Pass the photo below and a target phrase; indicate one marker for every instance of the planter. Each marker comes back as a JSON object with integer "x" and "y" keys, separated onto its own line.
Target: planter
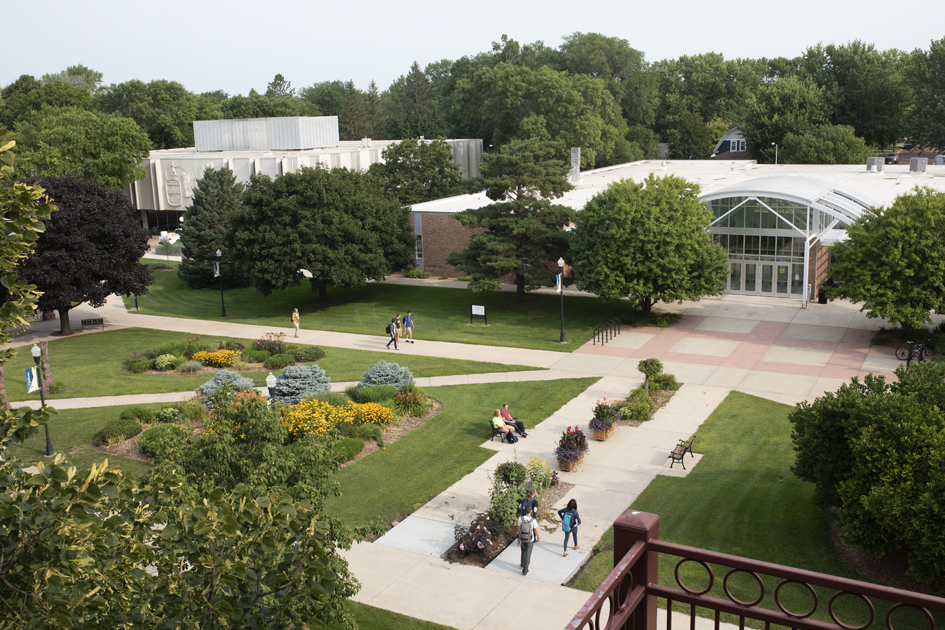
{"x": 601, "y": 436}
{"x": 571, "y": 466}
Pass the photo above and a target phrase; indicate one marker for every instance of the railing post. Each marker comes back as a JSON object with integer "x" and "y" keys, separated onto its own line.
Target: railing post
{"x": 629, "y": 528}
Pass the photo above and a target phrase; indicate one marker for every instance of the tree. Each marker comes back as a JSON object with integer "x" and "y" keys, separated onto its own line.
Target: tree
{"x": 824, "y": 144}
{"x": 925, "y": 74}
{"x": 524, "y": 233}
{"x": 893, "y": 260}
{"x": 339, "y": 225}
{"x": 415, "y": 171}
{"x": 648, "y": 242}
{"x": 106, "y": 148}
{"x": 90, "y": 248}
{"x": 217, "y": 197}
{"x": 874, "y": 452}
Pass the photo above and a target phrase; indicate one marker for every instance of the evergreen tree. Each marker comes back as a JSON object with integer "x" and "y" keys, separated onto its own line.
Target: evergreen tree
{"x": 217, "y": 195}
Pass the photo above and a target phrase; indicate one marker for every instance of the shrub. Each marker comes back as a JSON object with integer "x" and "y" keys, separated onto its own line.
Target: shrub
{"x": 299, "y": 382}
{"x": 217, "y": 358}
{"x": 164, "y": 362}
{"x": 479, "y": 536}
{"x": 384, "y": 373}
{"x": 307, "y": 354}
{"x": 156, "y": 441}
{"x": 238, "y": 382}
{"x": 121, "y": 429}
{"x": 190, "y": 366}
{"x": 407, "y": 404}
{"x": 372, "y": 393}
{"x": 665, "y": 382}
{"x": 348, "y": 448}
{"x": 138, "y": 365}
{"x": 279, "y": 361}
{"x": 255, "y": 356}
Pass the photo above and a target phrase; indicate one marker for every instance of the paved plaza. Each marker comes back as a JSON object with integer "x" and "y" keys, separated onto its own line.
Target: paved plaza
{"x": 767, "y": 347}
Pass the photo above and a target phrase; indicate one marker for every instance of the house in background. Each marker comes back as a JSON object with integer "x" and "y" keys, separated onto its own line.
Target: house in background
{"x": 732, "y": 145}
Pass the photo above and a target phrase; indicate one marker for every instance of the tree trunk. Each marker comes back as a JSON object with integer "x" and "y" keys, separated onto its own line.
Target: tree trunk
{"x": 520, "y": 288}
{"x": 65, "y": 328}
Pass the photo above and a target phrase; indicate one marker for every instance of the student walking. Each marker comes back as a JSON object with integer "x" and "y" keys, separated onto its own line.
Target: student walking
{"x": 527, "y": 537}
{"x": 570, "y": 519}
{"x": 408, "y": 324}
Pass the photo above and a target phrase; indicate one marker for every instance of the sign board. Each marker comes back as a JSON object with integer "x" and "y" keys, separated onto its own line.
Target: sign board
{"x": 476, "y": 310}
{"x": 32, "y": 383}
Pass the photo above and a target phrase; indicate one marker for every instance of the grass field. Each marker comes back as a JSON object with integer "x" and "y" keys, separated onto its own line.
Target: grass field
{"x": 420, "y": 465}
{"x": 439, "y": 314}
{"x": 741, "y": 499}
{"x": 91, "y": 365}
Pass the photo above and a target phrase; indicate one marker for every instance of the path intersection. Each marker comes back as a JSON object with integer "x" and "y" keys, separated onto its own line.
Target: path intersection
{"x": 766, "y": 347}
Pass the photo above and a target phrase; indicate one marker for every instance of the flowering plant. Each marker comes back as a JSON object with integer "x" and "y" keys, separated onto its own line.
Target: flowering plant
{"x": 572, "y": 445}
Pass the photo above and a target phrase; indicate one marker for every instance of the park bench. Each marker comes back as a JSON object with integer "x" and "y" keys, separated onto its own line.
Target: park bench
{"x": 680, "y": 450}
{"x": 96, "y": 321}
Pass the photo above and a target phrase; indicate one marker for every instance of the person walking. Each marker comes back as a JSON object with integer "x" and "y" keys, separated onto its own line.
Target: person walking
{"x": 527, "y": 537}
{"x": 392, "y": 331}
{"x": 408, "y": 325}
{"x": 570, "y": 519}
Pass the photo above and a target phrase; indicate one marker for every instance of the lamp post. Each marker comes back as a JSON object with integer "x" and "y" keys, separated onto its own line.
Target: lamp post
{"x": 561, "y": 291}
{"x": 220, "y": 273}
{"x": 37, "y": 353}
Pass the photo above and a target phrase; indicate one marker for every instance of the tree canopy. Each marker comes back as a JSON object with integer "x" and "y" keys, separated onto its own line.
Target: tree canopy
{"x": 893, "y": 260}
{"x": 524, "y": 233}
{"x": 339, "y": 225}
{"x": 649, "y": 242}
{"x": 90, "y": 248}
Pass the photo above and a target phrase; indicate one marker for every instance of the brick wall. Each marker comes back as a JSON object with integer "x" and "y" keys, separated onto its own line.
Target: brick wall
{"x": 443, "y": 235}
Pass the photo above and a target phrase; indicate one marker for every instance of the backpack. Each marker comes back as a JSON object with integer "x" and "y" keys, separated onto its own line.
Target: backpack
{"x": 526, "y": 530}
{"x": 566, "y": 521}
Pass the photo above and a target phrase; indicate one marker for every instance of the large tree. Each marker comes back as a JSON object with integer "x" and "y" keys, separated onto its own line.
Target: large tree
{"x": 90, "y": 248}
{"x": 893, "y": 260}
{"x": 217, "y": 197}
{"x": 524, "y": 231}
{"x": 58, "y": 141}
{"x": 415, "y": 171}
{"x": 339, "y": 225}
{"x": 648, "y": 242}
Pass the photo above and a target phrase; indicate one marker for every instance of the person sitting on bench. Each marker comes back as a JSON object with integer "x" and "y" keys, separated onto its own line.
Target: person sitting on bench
* * * * * * *
== ABOUT THIS TASK ==
The answer must be every line of the entries that includes the word "sitting".

== RESULT OF THIS EXERCISE ==
Pass the photo above and a target phrase; indicate one marker for every instance of the person sitting on bench. Each marker comes back as a JSON object with integer "x" and "y" keys, separated onto its own line.
Target: person sitting on bench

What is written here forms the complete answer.